Document text:
>>>

Artificial intelligence has proven to be one of the most disruptive technologies of our time and its impact affects many areas of our lives, including, of course, artistic creation. Many authors are currently facing doubts that affect their artistic processes and their role as creators. To a certain extent, one might think that copyrights as we know them, are in question.

Artificial intelligence forces us to rethink the classical concept of authorship where the author was seen as the complete “maker” of a work, both materially and intellectually. Even from a philosophical point of view, it leads us to redefine our social perception of authorship and creativity, because the incorporation of such an unpredictable and surprising technology in creative processes raises doubts about the intervention (qualitative and quantitative) of the author in the final result. To what extent do the commands, orders, and choices of an author determine the result obtained as output? Can we continue to see authors as creators dealing with the creation process as a whole? What role does artificial intelligence play here then?

<<<

Information provided:
>>>

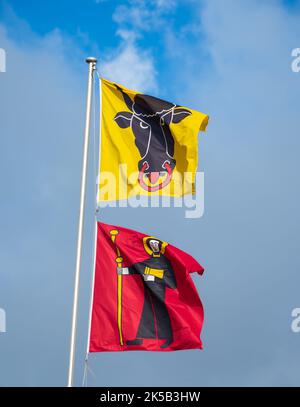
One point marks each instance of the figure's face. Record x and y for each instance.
(154, 245)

<<<

Exercises:
A: Answer these questions using the text on artificial intelligence and authorship:
(i) What has artificial intelligence proven to be?
(ii) Under the classical concept of authorship, how was the author seen?
(iii) What two kinds of intervention by the author are called into doubt?
B: Write out the part of the text on artificial intelligence and authorship that opens with the words "Artificial intelligence has" and closes with "are in question.", swapping "artistic" for "creative".
C: Carry the text on artificial intelligence and authorship on from its final sentence.
None of the data is needed here.

Exercise results:
A:
(i) One of the most disruptive technologies of our time.
(ii) As the complete "maker" of a work, both materially and intellectually.
(iii) Qualitative and quantitative.

B:
Artificial intelligence has proven to be one of the most disruptive technologies of our time and its impact affects many areas of our lives, including, of course, creative creation. Many authors are currently facing doubts that affect their creative processes and their role as creators. To a certain extent, one might think that copyrights as we know them, are in question.

C:
History of art has shown that the resource to technical innovations in the artistic creation processes goes back a long way. Authors have always been concerned and curious about what the future and contemporaneity could offer. The turn of the decade has coincided with one of the greatest digital and technological revolutions in history, along with an alteration of our consumption patterns as a consequence of the global pandemic after COVID-19. Among these technological innovations (we can mention, among others, blockchain and works certified as NFT), artificial intelligence is undoubtedly the one that is having the greatest impact, and it is in the field of artistic creation where its integration seems to generate the most doubts.

There are currently several open cases where authors claim the infringement of their intellectual property rights by these artificial intelligence tools and they ask the major technology corporations to adopt damages, compensatory and acknowledge measures. The issues that arise around this connection between AI and art are diverse and arise at different points in the cycle of operation of these tools.

For the sake of clarity, I will divide the major problems that are currently being raised into three groups, which coincide precisely with the way in which these artificial intelligence work: inputs, prompts and outputs.

DATA SETS, INPUTS, PLAGIARISM AND UNAUTHORISED REPRODUCTIONS

On the one hand, there is the gathering of data sets (inputs), i.e. large databases of information, texts, literary works, music, compositions, images, audiovisual works, etc., which artificial intelligence access to train their machine learning mechanisms.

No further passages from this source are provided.